▸ Request
Rewrite every line in full, starting at the line that contains "need the overcast" and continuing through the end of the items. Shift each coordinate in the answers by adding 111 to it.

A block of data
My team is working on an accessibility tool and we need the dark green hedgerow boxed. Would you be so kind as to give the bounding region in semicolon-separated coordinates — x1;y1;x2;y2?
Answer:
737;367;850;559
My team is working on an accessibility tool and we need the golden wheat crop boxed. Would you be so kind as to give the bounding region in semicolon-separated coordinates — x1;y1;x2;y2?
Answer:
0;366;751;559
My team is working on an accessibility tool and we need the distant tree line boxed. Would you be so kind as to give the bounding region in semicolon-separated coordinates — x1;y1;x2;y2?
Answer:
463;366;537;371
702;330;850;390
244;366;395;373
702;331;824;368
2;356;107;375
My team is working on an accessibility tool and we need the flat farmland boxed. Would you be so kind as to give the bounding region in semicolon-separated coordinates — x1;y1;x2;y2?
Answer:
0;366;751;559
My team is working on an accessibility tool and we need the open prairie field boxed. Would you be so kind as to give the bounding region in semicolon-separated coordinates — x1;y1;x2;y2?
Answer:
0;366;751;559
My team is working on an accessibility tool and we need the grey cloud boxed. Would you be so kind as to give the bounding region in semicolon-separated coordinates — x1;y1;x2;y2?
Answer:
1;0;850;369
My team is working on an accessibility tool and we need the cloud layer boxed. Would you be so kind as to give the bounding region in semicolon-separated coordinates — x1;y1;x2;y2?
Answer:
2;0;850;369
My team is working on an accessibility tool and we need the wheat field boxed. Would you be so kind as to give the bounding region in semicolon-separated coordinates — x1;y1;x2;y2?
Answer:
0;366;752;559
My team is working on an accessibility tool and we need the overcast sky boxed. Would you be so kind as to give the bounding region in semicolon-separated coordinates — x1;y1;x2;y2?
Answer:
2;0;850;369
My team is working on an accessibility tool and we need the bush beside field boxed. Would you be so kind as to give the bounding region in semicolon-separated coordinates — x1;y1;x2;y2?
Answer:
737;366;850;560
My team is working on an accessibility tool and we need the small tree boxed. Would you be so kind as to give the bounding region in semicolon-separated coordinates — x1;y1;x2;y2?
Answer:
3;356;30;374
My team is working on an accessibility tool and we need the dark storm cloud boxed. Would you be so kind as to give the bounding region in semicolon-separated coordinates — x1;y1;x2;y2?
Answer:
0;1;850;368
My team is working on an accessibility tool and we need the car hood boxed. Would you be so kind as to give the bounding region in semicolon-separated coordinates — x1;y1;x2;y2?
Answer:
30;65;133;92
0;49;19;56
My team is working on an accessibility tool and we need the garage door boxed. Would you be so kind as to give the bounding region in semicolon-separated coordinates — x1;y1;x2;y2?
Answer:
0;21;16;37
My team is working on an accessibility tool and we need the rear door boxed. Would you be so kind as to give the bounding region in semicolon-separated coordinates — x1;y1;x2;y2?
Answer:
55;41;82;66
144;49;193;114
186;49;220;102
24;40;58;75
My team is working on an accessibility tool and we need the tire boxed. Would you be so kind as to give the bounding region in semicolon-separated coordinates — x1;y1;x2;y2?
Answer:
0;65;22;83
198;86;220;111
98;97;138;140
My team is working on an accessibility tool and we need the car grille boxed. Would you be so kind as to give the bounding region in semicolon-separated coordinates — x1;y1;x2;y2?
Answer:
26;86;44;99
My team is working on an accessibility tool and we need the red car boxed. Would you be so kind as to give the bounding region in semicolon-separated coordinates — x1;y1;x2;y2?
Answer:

▸ Exercise result
My team is working on an accessibility tool and we need the overcast sky boxed. Would you be so kind as to give the bounding region in semicolon-separated coordinates — x1;y1;x2;y2?
Answer:
113;111;961;480
My team is working on an accessibility tool and we need the bush beside field boxed. Would you be so kind as to give the bounding region in semicolon-separated coordinates — x1;y1;x2;y2?
Answer:
848;477;961;671
My team is working on an accessibility tool and we need the small tree boxed. Would you be so kind as to give the bounding region in semicolon-separated coordinates — x1;y1;x2;y2?
Answer:
114;467;141;485
My team is working on an accessibility tool and we need the dark storm cloud boxed. Would you be so kind as to give the bounding region in semicolon-separated coordinates — x1;y1;x2;y2?
Answer:
111;112;961;479
My team is working on an accessibility tool and we need the car hood boxed. Would you be so kind as to give the bounding region in semicolon-separated coordinates — x1;y1;x2;y2?
Answer:
141;176;244;203
111;160;130;167
My team is working on an accessibility tool and we need the garage door boxed. Would you be so kind as to give the bounding region in semicolon-separated coordinates — x1;y1;x2;y2?
Answer:
111;132;127;148
My team is working on an accessibility tool and we need the rear door boxed. Would you be so kind as to give the bounding region in semicolon-separated coordinates — x1;y1;x2;y2?
Answer:
166;152;193;177
255;160;304;225
297;160;331;213
135;151;169;186
My team is working on an accessibility tool and we need the tire boxed. Would you be so kind as to give the bounding region in semicolon-separated coordinates — x1;y1;x2;y2?
Answer:
111;176;133;194
309;197;331;222
209;208;249;251
My team is working on an accessibility tool and we need the car grille boxed. Would you be so kind as to give the bounding region in semicolon-separated coordinates — x1;y1;x2;y2?
Answer:
137;197;155;210
My team is working on an accessibility tool and we need the red car boxed. Would you be so kind as to give the bounding region in semicolon-separated coordinates — x1;y1;x2;y2?
Answer:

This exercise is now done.